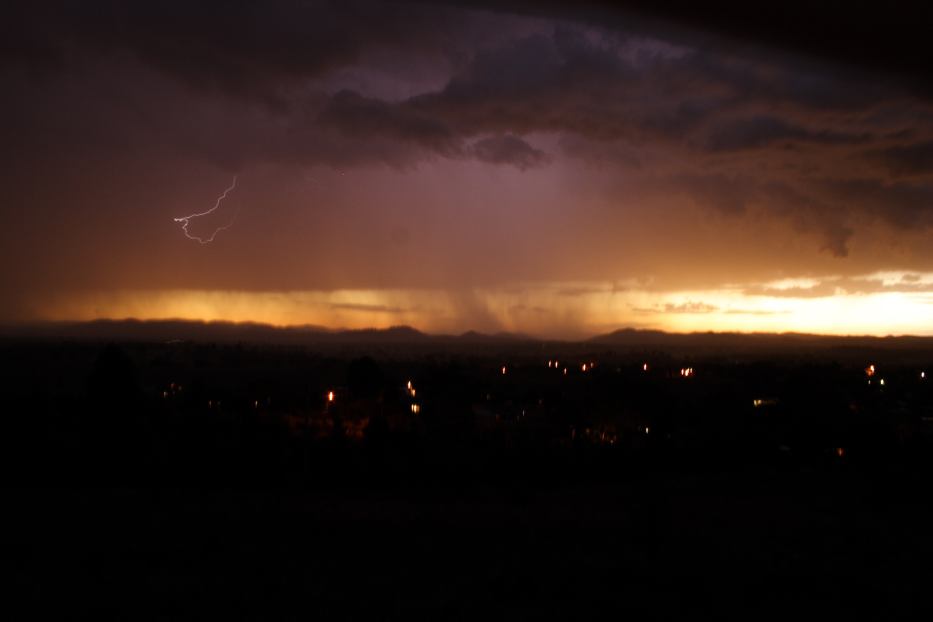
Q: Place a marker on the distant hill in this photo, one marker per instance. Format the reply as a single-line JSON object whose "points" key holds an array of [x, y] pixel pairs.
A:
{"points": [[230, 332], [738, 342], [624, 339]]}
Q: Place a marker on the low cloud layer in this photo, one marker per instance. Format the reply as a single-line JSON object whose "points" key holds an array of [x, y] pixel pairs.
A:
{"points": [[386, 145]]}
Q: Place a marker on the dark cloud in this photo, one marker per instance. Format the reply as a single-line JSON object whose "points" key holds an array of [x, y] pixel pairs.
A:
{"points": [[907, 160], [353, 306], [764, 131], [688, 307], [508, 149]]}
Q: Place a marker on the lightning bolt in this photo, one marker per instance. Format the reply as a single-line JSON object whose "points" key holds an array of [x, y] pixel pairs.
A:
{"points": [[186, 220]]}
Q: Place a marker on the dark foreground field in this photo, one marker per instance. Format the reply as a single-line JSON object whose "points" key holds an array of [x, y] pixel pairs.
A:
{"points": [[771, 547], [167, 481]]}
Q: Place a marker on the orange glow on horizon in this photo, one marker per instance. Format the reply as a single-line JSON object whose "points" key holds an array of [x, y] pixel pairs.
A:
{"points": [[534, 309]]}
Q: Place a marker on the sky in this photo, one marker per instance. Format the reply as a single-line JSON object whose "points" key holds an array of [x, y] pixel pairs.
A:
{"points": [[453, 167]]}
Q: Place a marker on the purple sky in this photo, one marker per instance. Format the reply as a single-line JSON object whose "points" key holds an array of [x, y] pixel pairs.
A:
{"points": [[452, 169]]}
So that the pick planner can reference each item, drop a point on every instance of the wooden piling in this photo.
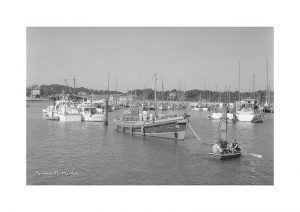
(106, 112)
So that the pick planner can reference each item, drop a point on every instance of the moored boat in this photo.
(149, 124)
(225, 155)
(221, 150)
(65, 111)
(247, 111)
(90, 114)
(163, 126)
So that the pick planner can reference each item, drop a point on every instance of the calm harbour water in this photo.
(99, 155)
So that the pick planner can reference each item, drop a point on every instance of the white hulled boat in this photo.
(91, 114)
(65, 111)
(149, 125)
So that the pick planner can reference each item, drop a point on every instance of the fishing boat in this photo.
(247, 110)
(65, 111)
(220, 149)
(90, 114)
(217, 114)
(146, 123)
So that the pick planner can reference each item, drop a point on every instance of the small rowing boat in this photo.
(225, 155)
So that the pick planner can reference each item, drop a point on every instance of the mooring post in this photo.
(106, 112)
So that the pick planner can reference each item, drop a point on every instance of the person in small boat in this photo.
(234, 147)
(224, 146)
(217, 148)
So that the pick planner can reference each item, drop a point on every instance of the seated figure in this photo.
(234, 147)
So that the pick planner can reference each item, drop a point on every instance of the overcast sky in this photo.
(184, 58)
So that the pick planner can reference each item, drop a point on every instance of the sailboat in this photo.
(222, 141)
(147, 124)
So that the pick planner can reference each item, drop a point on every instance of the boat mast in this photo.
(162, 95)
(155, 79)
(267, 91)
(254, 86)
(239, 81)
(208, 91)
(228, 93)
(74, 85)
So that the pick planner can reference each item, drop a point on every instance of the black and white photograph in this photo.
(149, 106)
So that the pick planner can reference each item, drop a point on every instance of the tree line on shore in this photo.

——————————

> What is required: In your copy of the records, include no pictures; repeat everything else exactly.

> Output:
Q: Place a marker on the distant hill in this photo, one marker per instance. Format the reply as a single-line JSON object whose "points" key holds an array of [x, y] pixel pairs.
A:
{"points": [[230, 332], [738, 342], [624, 339]]}
Q: Place a marker on the low cloud layer in this photo, one marker per instance. Format the reply as a single-line JSON object whose "points" key holds an array of [x, y] pixel pairs.
A:
{"points": [[386, 145]]}
Q: Place a marker on the dark cloud in this photo, one marker per instance. Format the reply as a single-line JSON object whose "points" key holds an array of [x, y] pixel pairs.
A:
{"points": [[907, 160], [353, 306], [764, 131], [688, 307], [508, 149]]}
Q: Place a marker on the lightning bolt in this photo, one marker per instance. Format the reply as a single-line JSON object whose "points" key holds an array of [x, y] pixel pairs.
A:
{"points": [[186, 220]]}
Q: Place a marker on the dark foreground field in this photo, one marker per instance. Format the reply as a single-line JSON object whose "points" key holds an array of [x, y] pixel pairs.
A:
{"points": [[771, 547], [167, 481]]}
Q: Place a marker on the orange glow on horizon in this photo, one marker per instance. Format the reply as a single-line JSON object whose "points" key holds an array of [x, y] pixel pairs.
A:
{"points": [[534, 309]]}
Q: Place a marker on the sky in this photo, one marker per instance. Format the reply as a single-line JSON object whose "points" key holds an array of [x, y] pixel pairs.
A:
{"points": [[453, 167]]}
Q: Place a marker on the purple sky in this photo, one marker per instance. Format the reply as a single-line JSON object whose "points" key holds an array of [x, y] pixel pairs.
A:
{"points": [[452, 169]]}
So that the pick planner can reference each item, drop a point on every instance of the wooden piling in this photo.
(106, 112)
So that the pick planner can reference each item, drop a point on every instance of the moored boat in this photo.
(149, 124)
(225, 155)
(221, 150)
(65, 111)
(247, 111)
(90, 114)
(163, 126)
So that the pick planner can reference each item, drop a point on every instance of the calm harbour water in this photo.
(99, 155)
So that the pick planner can reference each item, drop a point on every instance of the white hulled boat in this photo.
(91, 114)
(65, 111)
(149, 125)
So that the pick planner can reference each item, drop a point on every instance of the fishing boat in this photo.
(247, 110)
(65, 111)
(220, 149)
(90, 114)
(217, 114)
(146, 123)
So that the pick planner can reference each item, drop a point on every instance of the small rowing boat in this photo.
(225, 155)
So that the pick planner can reference each item, drop a point on every instance of the mooring post in this photo.
(106, 112)
So that the pick planner can reference each item, drop a point on every instance of the person in small boat in this photo.
(234, 147)
(224, 146)
(217, 148)
So that the pick planner can reference each item, drop a point on every instance of the seated figure in this photo.
(234, 147)
So that the pick planner can reference each item, drop a point on every instance of the overcast sky in this photo.
(184, 58)
So that the pick planner can reference each item, drop a point on every instance of the sailboat in this photo.
(222, 141)
(147, 124)
So that the pick planner can reference each item, drop a point on every instance of the boat mast in this photo.
(162, 95)
(155, 79)
(267, 91)
(254, 86)
(239, 81)
(208, 91)
(228, 93)
(74, 85)
So that the pick planner can reference each item, drop a point on every instance of the black and white photograph in this photo.
(149, 106)
So that the pick planner can reference each item, drop a point on every instance of the tree line on shore in this photo.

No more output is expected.